## Requirements:
(1) Rewrite the paragraph of the foil bearing text that begins "The chart below shows" as a short bulleted list that keeps its main facts.
(2) Duplicate everything in the foil bearing text from "The chart below" down to "10,000 rpm range.", word for word.

## Page extract:
——————————

In 2009, MSI acquired MTI’s foil bearing technology, and continues to build on that legacy today.

Technical Sweet Spot

Unfortunately, as good as foil bearings sound, they are not suitable for all applications. Certainly all applications could benefit from a simple, compact, clean, maintenance-free, highly efficient technology like foil bearings. However, they are not necessarily suitable for all applications.


It is easy to postulate that supporting something on a film of air would be more difficult than on a film of oil, or on an array of rolling metal balls. In fact, foil bearings offer much less load-carrying capacity than oil-lubricated or rolling element bearings. Therefore, they are suitable for applications where the loads are light to moderate, on the order of 15-30psi/100-100kPa. Similarly, a much higher surface speed is required to develop the hydrodynamic film with a gas versus a liquid. Therefore, high rotational speeds are desired. As such, machines that are lightly loaded running at high speeds are well suited for foil bearings.

The chart below shows the wide range of applications that foil bearings have been designed for over the years, plotting size (in this case journal diameter) vs. shaft speed. The “sweet spot” for radial foil bearings tends to be in the 1 to 2 inch/2.5 to 5 cm diameter size and 40,000 to 120,000 rpm speed range. Lower speeds with larger diameters are feasible, but become more challenging due to increased rotor weight and reduced surface speed. The practical lower speed limit of foil bearings is generally considered to be in the 5,000 to 10,000 rpm range.

——————————

## Entries:
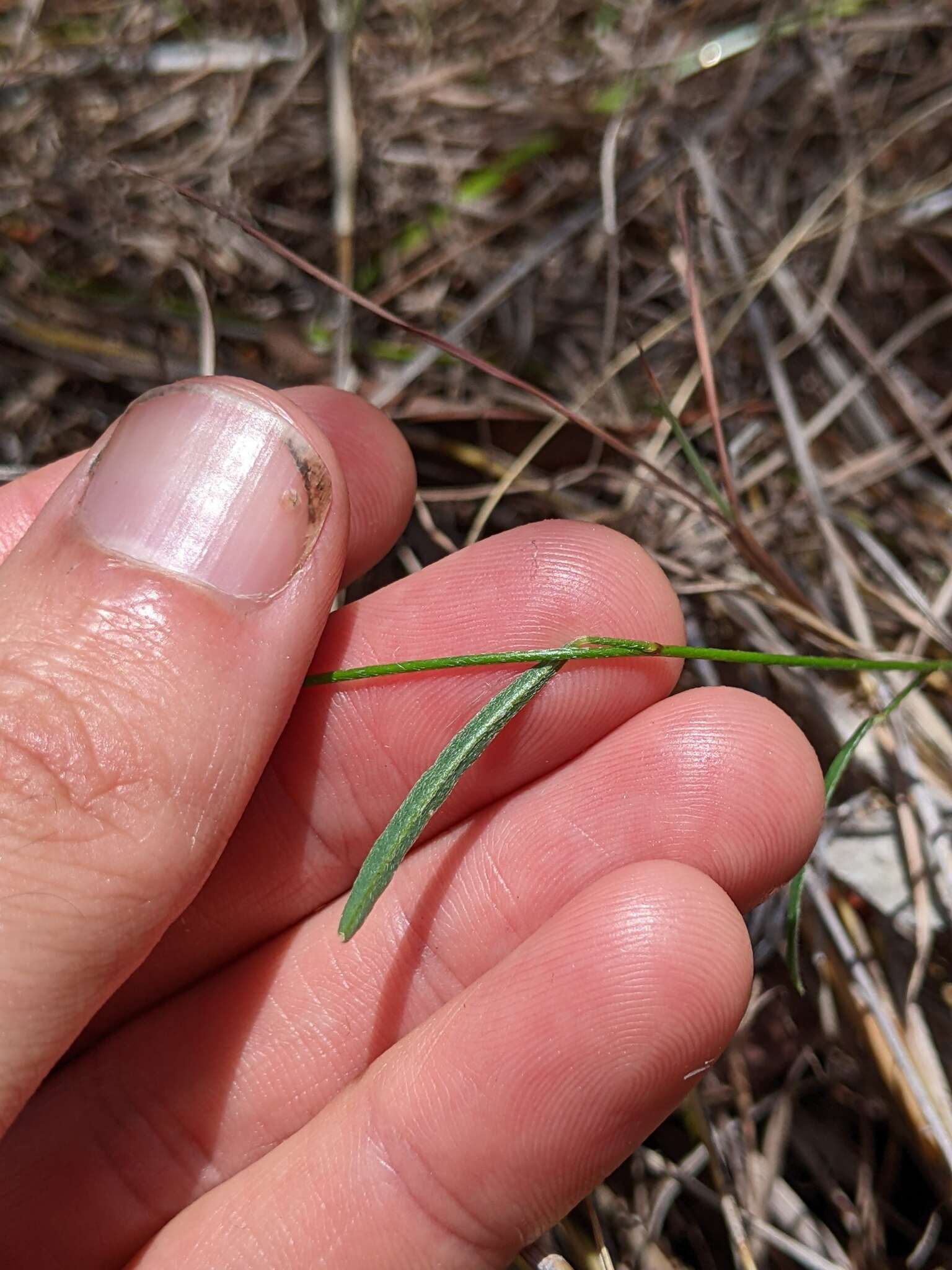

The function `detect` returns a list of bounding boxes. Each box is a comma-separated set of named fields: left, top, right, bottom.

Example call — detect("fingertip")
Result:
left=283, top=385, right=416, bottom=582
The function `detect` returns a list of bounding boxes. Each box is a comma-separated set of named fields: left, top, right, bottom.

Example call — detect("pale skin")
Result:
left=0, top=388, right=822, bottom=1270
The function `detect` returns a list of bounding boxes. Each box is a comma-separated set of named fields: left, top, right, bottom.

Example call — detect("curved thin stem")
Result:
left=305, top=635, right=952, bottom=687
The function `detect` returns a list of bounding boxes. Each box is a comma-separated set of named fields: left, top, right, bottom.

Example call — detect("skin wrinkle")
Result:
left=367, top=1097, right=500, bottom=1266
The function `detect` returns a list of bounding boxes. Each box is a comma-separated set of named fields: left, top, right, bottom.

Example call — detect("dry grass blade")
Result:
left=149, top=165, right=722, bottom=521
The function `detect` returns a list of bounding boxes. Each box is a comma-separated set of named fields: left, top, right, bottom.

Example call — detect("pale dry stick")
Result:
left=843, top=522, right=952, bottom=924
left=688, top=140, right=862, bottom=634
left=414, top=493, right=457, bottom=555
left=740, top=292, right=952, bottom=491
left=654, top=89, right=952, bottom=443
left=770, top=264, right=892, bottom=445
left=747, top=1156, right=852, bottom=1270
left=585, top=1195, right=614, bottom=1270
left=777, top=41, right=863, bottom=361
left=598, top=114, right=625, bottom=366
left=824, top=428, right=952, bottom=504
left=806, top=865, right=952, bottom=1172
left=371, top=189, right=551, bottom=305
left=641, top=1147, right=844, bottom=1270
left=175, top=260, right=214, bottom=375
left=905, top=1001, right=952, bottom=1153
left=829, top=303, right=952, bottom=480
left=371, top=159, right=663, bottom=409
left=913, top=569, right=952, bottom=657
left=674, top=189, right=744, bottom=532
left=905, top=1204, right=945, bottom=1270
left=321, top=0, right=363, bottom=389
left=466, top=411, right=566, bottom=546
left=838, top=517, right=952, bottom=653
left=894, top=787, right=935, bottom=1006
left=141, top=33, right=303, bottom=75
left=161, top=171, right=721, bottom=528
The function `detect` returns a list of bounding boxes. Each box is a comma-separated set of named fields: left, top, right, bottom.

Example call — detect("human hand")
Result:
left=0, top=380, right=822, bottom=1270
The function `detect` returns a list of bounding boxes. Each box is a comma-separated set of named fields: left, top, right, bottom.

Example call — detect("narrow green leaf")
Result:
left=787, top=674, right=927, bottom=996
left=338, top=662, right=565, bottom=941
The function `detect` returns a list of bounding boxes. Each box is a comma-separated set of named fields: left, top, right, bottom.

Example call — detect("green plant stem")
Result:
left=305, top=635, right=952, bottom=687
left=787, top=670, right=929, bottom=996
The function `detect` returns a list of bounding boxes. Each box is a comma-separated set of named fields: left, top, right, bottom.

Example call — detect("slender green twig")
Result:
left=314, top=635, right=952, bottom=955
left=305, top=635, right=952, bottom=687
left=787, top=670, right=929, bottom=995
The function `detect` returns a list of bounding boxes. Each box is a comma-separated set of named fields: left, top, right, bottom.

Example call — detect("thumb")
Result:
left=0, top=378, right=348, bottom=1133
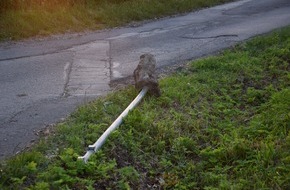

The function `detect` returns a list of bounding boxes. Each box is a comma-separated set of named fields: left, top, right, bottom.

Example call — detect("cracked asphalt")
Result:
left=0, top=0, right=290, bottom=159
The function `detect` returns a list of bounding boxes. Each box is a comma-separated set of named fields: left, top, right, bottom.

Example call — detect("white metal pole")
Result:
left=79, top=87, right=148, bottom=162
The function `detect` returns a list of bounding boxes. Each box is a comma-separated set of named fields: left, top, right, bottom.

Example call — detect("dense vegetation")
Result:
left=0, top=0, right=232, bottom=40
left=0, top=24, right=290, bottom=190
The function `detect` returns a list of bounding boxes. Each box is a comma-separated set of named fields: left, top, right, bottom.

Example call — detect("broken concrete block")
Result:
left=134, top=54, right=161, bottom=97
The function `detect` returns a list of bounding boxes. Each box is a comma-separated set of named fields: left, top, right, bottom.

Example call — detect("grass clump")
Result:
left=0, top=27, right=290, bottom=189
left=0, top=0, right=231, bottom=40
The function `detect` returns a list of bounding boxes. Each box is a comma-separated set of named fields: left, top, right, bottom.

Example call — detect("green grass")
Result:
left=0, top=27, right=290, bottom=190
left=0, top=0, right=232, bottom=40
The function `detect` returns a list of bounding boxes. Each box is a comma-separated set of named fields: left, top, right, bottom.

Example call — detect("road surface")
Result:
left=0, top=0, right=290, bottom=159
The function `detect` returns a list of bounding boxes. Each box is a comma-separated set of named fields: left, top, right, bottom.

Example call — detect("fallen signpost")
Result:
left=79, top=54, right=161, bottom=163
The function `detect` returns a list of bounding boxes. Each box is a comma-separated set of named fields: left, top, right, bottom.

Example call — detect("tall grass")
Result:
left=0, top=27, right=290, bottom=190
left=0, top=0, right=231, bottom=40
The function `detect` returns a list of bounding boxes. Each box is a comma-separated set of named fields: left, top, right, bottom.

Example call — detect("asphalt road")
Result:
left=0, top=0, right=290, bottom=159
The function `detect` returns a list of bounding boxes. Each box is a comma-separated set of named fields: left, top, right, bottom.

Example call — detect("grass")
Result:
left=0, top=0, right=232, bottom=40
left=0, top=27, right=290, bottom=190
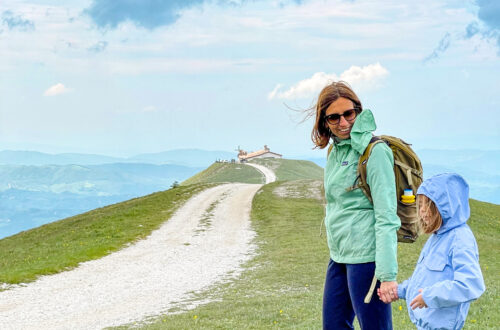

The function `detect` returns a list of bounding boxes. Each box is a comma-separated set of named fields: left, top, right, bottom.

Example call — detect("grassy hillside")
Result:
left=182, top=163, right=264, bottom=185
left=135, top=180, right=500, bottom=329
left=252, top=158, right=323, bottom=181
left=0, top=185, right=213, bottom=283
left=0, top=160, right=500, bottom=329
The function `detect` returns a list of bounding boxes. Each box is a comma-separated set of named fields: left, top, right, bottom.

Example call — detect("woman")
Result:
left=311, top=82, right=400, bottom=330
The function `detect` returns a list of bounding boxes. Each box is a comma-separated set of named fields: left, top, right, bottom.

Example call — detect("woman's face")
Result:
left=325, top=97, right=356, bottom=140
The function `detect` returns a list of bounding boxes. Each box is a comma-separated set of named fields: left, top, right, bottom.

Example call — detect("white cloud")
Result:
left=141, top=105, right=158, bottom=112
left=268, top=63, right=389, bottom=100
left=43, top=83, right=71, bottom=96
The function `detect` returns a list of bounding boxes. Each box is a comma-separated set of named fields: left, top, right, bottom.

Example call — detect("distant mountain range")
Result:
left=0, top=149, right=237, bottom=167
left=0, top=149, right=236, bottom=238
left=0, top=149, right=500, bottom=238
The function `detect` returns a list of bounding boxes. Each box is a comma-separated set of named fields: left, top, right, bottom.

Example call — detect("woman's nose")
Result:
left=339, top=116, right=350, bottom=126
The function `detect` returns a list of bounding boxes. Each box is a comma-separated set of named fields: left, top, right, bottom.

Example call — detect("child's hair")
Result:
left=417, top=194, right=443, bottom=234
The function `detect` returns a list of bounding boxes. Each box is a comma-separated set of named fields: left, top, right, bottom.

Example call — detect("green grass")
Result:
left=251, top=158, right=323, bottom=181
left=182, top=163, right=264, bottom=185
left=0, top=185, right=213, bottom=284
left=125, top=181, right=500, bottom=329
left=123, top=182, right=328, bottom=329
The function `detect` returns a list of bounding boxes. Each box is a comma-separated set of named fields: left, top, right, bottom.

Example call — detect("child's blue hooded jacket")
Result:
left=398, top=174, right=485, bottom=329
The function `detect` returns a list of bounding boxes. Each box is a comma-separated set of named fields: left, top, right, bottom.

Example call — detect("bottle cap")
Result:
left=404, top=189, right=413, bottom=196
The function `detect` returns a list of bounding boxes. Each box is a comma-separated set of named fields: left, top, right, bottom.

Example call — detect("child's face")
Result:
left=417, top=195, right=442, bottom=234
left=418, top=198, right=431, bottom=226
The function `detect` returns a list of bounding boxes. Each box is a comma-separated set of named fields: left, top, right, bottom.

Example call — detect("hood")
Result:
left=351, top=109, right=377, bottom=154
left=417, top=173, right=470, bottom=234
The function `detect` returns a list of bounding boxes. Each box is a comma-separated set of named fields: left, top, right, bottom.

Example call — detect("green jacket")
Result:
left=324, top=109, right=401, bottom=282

——————————

## Task-by-task results:
(1)
- A chart of journal diameter against shaft speed shows the wide range of applications foil bearings have been designed for.
- The sweet spot for radial foil bearings is about 1 to 2 inches (2.5 to 5 cm) in diameter and 40,000 to 120,000 rpm.
- Lower speeds with larger diameters are feasible, but heavier rotors and lower surface speed make them harder to achieve.
- The practical lower speed limit is generally 5,000 to 10,000 rpm.

(2)
The chart below shows the wide range of applications that foil bearings have been designed for over the years, plotting size (in this case journal diameter) vs. shaft speed. The “sweet spot” for radial foil bearings tends to be in the 1 to 2 inch/2.5 to 5 cm diameter size and 40,000 to 120,000 rpm speed range. Lower speeds with larger diameters are feasible, but become more challenging due to increased rotor weight and reduced surface speed. The practical lower speed limit of foil bearings is generally considered to be in the 5,000 to 10,000 rpm range.